- [Metin bölümü]:

= = = = =

04-15-2007, Saat: 05:03 PM
İnsan siyasal bir yaratık olduğu kadar, uygar bir yaratıktır aynı zamanda. İnsanın siyasal yaratık olarak düşüncelerinin eseri, Devlettir, uygar duygularının eseri ise sanattır. Devlet ve sanat kavramları birbirine kapalı da değildir. Çünkü ikisinin de ortak kaynağı, temeli ve ülküsü toplum ile ilgilidir. Sanat, gerçeklerini toplum vicdanından alır toplum ile bağlantısını yitirmeksizin, onu aynı ülkü istikametinde yüceltmek için çalışır.
Atatürk, yeni Türk devletine modern devlet örgütleri kazandırırken, yeni Türk sanatına, çağdaş anlamda gelişmesi ve ilerlemesi için, yeni bir espri getirmiş ve yeni bir yol açmıştır. Atatürk, sanatçı gibi ince ruhludur; yaratıcı bir muhayyelesi vardır ve kalbi insanlık duygularına açıktır. Bu özellikleri düşünce ve duygularına hâkimdir. O’nun Büyük Nutkunda ve öteki demeçlerinde başkalarına küfür, hakaret ve iftira yoktur. Yalandan nefret eder ve yalan söylememiş olmakla övünür.

= = = = =

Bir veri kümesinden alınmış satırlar
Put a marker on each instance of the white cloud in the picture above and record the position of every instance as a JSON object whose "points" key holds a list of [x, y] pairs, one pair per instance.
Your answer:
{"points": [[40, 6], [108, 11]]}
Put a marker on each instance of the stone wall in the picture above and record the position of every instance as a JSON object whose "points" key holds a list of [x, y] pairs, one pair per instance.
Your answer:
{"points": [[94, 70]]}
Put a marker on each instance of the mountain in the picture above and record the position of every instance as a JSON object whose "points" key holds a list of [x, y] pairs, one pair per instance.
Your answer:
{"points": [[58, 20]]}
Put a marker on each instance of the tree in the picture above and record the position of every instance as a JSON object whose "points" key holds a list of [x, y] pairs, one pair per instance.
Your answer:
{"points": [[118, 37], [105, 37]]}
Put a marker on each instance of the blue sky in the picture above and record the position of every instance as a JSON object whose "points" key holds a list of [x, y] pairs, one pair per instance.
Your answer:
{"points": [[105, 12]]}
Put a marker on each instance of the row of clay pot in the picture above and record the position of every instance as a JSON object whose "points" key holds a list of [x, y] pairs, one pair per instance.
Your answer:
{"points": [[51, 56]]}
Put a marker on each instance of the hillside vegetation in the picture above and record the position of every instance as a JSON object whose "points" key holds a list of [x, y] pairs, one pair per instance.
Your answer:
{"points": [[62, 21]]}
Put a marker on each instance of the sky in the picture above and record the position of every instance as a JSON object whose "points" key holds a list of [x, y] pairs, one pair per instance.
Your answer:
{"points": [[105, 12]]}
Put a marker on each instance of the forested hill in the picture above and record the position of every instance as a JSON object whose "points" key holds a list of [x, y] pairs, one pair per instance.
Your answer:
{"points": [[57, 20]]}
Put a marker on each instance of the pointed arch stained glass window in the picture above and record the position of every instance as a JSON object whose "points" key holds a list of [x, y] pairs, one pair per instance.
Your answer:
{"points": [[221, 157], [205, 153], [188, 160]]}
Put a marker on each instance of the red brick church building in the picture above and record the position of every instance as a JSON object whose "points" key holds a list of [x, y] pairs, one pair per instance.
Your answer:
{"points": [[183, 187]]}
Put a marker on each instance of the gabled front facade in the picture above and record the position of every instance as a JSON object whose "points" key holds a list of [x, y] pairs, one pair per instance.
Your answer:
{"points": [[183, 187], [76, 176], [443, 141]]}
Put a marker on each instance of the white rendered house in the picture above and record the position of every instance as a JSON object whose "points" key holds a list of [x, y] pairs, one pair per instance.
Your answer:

= = = = =

- [Yapılacak iş]:
Devlet ve sanat üzerine yazıda "Atatürk, yeni Türk" sözlerinden "söylememiş olmakla övünür." sözlerine kadar olan her şeyi harfi harfine alıntılayın. Satırlar, metinden bağımsız ayrı bir malzemedir.

- [Tam çıktı]:
Atatürk, yeni Türk devletine modern devlet örgütleri kazandırırken, yeni Türk sanatına, çağdaş anlamda gelişmesi ve ilerlemesi için, yeni bir espri getirmiş ve yeni bir yol açmıştır. Atatürk, sanatçı gibi ince ruhludur; yaratıcı bir muhayyelesi vardır ve kalbi insanlık duygularına açıktır. Bu özellikleri düşünce ve duygularına hâkimdir. O’nun Büyük Nutkunda ve öteki demeçlerinde başkalarına küfür, hakaret ve iftira yoktur. Yalandan nefret eder ve yalan söylememiş olmakla övünür.